Text to read:
++++

A hydrogen-like atom emits radiation of frequency `2.7 xx 10^(15)` Hz when if makes a transition from n = 2 to n = 1. The frequency emitted in a transition from n = 3 to n = 1 will be

To solve the problem, we need to find the frequency emitted during a transition from n = 3 to n = 1 in a hydrogen-like atom, given that the frequency emitted during a transition from n = 2 to n = 1 is \(2.7 \times 10^{15}\) Hz. ### Step-by-Step Solution: 1. **Understanding the Formula for Frequency Emission:** The frequency of radiation emitted during a transition between two energy levels in a hydrogen-like atom can be expressed as: \[ \nu = k \left( \frac{1}{n_1^2} - \frac{1}{n_2^2} \right) \] where: - \(k\) is a constant that depends on the atomic number \(Z\) and the speed of light \(c\). - \(n_1\) is the principal quantum number of the final state. - \(n_2\) is the principal quantum number of the initial state. 2. **Calculating the First Transition (n = 2 to n = 1):** For the transition from \(n = 2\) to \(n = 1\): - \(n_1 = 1\) - \(n_2 = 2\) Substituting these values into the frequency formula: \[ \nu_1 = k \left( \frac{1}{1^2} - \frac{1}{2^2} \right) = k \left( 1 - \frac{1}{4} \right) = k \left( \frac{3}{4} \right) \] Given that \(\nu_1 = 2.7 \times 10^{15}\) Hz, we have: \[ 2.7 \times 10^{15} = k \left( \frac{3}{4} \right) \] 3. **Calculating the Second Transition (n = 3 to n = 1):** For the transition from \(n = 3\) to \(n = 1\): - \(n_1 = 1\) - \(n_2 = 3\) Substituting these values into the frequency formula: \[ \nu_2 = k \left( \frac{1}{1^2} - \frac{1}{3^2} \right) = k \left( 1 - \frac{1}{9} \right) = k \left( \frac{8}{9} \right) \] 4. **Finding the Ratio of Frequencies:** To find the frequency \(\nu_2\) in terms of \(\nu_1\), we can set up the ratio: \[ \frac{\nu_2}{\nu_1} = \frac{k \left( \frac{8}{9} \right)}{k \left( \frac{3}{4} \right)} = \frac{8/9}{3/4} = \frac{8 \cdot 4}{9 \cdot 3} = \frac{32}{27} \] 5. **Calculating \(\nu_2\):** Now we can express \(\nu_2\) in terms of \(\nu_1\): \[ \nu_2 = \nu_1 \cdot \frac{32}{27} = \left( 2.7 \times 10^{15} \right) \cdot \frac{32}{27} \] Performing the calculation: \[ \nu_2 = 2.7 \times 10^{15} \cdot \frac{32}{27} \approx 3.2 \times 10^{15} \text{ Hz} \] ### Final Answer: The frequency emitted during the transition from \(n = 3\) to \(n = 1\) is approximately: \[ \boxed{3.2 \times 10^{15} \text{ Hz}} \]

++++

Record set:
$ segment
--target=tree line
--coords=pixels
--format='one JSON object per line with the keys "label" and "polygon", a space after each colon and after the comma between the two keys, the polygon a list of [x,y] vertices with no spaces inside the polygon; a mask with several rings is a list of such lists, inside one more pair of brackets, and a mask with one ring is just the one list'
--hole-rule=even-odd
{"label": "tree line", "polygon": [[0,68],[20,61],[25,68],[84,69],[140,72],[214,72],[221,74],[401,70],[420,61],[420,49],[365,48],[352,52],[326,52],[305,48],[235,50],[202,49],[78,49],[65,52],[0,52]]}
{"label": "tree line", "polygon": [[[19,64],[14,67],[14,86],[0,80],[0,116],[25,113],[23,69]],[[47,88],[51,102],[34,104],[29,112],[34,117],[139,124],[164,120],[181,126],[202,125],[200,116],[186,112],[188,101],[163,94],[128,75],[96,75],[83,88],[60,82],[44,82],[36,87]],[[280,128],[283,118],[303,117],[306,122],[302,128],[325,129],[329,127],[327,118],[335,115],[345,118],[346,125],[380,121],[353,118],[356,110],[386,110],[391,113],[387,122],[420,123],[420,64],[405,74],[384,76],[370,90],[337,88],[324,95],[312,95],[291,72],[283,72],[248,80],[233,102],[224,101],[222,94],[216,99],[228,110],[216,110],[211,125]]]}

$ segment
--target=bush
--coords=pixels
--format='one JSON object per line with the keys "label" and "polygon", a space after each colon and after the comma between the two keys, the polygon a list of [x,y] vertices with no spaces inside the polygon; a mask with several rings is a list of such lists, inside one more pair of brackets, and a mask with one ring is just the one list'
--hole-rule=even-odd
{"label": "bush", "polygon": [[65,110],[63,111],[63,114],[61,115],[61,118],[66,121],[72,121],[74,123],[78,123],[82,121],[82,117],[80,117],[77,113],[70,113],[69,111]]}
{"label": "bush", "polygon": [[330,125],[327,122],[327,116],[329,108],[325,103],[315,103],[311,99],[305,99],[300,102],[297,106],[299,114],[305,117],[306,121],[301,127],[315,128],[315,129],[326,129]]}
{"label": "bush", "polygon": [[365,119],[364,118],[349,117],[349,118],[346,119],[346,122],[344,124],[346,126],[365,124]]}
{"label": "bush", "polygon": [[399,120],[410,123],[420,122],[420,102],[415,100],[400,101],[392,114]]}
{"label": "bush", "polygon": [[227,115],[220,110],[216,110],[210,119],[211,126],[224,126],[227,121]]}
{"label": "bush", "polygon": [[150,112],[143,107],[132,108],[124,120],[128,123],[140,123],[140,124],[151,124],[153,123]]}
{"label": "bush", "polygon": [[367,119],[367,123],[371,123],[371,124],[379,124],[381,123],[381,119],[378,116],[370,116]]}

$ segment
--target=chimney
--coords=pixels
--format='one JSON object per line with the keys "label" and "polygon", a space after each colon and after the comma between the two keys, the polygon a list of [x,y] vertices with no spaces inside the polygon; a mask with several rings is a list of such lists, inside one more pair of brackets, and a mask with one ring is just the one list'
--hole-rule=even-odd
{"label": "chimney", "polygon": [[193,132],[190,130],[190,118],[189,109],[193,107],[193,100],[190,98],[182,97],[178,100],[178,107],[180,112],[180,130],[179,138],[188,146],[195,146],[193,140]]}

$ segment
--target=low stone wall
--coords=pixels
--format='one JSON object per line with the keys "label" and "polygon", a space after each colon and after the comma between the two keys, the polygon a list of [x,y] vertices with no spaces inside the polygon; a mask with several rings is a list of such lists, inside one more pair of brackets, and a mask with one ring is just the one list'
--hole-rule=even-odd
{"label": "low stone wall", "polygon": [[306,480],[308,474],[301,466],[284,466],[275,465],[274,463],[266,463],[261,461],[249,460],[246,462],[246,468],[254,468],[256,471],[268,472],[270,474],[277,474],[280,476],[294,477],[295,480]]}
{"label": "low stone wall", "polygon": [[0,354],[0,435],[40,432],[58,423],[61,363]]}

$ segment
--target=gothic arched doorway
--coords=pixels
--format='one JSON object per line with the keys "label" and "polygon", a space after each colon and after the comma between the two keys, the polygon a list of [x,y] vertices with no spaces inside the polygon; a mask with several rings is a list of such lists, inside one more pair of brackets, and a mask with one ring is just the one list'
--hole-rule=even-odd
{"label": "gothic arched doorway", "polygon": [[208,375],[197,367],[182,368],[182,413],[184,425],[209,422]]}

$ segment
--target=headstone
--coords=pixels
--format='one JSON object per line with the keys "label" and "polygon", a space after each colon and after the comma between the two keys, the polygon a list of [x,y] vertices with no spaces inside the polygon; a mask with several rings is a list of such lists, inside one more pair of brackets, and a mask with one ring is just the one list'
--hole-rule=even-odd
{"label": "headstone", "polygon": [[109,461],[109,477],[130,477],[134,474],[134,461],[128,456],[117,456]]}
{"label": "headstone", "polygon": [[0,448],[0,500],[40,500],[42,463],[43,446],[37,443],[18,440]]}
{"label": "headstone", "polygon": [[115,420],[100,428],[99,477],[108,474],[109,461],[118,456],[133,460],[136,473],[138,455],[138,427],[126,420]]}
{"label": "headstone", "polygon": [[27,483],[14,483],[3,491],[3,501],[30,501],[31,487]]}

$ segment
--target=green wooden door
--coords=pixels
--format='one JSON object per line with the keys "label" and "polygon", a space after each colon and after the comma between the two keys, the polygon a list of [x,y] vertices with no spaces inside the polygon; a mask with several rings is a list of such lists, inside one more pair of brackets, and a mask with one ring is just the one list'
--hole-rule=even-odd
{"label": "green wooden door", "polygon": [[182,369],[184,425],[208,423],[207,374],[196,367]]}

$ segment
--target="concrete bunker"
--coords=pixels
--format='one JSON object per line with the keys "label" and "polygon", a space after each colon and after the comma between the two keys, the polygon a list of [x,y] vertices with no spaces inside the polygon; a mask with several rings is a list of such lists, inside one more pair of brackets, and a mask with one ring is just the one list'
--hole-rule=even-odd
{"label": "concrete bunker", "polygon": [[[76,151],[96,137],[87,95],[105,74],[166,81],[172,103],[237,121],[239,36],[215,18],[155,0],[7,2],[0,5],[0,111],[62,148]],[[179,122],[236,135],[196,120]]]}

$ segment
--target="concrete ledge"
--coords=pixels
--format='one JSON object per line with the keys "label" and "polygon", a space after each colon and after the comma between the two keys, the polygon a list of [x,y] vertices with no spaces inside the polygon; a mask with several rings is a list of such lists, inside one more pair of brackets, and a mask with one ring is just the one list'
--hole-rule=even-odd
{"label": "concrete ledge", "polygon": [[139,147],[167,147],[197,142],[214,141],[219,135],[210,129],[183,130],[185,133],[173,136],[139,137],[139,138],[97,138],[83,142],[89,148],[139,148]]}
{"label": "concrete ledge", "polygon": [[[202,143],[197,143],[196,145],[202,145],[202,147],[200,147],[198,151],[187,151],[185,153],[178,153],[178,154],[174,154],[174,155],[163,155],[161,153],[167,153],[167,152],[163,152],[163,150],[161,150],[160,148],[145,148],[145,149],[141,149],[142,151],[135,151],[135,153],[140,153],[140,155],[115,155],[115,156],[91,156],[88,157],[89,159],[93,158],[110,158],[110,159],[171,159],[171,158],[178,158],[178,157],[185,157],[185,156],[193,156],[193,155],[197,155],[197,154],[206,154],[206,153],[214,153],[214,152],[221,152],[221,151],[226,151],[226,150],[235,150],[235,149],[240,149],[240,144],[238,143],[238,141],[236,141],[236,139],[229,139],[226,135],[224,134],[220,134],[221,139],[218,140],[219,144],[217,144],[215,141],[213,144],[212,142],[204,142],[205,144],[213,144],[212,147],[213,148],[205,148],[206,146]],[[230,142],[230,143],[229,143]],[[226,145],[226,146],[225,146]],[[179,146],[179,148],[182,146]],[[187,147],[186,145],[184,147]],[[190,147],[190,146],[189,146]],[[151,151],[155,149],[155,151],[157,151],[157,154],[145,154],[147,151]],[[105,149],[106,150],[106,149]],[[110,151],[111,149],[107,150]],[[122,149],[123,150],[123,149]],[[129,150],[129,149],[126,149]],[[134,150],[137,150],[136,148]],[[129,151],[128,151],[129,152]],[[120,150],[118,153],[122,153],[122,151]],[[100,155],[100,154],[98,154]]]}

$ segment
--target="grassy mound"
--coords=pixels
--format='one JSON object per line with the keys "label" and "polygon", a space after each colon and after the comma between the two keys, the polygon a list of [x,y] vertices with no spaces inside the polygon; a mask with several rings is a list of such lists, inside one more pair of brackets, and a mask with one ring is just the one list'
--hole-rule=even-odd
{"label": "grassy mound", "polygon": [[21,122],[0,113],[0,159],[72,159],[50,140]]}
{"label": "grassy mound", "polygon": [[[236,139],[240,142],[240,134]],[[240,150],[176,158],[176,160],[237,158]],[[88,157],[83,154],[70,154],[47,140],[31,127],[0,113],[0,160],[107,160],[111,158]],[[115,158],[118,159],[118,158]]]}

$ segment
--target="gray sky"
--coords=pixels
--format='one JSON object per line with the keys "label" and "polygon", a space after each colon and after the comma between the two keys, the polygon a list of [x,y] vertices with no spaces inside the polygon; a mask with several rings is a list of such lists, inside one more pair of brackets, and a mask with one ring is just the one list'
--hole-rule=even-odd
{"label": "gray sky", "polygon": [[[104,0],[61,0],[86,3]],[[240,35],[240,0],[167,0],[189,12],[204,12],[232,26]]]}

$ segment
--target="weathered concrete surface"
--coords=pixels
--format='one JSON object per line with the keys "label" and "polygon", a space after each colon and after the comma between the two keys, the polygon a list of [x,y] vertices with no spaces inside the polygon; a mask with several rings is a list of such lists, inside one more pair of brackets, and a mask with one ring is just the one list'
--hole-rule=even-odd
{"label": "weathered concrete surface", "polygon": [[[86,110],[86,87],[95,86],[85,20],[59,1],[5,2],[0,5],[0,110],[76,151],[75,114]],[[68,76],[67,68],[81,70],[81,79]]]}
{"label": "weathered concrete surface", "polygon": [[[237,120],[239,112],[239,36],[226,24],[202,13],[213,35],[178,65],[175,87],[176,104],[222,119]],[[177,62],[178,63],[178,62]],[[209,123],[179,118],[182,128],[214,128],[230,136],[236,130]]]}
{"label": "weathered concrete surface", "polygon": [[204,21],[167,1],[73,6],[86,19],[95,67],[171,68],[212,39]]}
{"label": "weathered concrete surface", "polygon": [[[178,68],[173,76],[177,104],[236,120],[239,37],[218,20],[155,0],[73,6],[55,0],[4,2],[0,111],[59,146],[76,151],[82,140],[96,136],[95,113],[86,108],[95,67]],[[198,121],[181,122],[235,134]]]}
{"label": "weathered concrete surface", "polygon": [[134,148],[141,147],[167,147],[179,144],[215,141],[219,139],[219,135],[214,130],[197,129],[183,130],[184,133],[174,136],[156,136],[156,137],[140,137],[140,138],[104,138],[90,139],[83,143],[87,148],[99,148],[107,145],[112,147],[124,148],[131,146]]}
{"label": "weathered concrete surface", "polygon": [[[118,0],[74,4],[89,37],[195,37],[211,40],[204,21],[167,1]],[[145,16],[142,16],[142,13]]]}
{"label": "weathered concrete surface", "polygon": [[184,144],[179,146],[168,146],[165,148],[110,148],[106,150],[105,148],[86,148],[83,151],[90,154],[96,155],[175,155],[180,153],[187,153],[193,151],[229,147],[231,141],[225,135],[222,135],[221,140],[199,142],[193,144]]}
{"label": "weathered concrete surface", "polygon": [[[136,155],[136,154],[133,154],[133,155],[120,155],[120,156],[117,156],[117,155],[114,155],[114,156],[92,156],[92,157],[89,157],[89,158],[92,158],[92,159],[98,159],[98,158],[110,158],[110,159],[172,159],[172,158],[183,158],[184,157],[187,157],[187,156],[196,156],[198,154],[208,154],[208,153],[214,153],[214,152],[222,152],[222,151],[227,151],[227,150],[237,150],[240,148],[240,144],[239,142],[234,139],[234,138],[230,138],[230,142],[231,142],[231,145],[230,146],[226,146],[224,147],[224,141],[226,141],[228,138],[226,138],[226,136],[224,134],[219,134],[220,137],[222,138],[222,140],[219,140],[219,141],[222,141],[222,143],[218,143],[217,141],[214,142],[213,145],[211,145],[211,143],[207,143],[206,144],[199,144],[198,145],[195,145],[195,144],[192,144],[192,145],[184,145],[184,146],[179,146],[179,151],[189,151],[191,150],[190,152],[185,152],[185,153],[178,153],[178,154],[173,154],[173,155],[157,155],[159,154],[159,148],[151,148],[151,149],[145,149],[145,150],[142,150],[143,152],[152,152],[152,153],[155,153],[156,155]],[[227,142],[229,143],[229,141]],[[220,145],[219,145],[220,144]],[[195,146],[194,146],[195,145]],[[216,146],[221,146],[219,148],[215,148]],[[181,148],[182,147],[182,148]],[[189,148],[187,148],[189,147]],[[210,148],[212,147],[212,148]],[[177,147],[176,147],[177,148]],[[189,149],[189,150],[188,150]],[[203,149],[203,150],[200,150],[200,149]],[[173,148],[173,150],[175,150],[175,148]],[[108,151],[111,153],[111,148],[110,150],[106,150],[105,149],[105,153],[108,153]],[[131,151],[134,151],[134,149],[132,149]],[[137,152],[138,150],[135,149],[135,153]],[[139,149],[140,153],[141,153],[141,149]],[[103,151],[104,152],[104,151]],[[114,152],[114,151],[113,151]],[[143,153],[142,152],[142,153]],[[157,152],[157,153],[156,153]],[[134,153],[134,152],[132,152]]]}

++++

Short problem:
Answer these questions from the hydrogen-like atom solution:
1. What frequency does the problem give for the transition from n = 2 to n = 1?
2. What value does the solution find for the ratio of the two frequencies?
3. What frequency does the final answer give for the transition from n = 3 to n = 1?

Final result:
1. 2.7 × 10^15 Hz
2. 32/27
3. About 3.2 × 10^15 Hz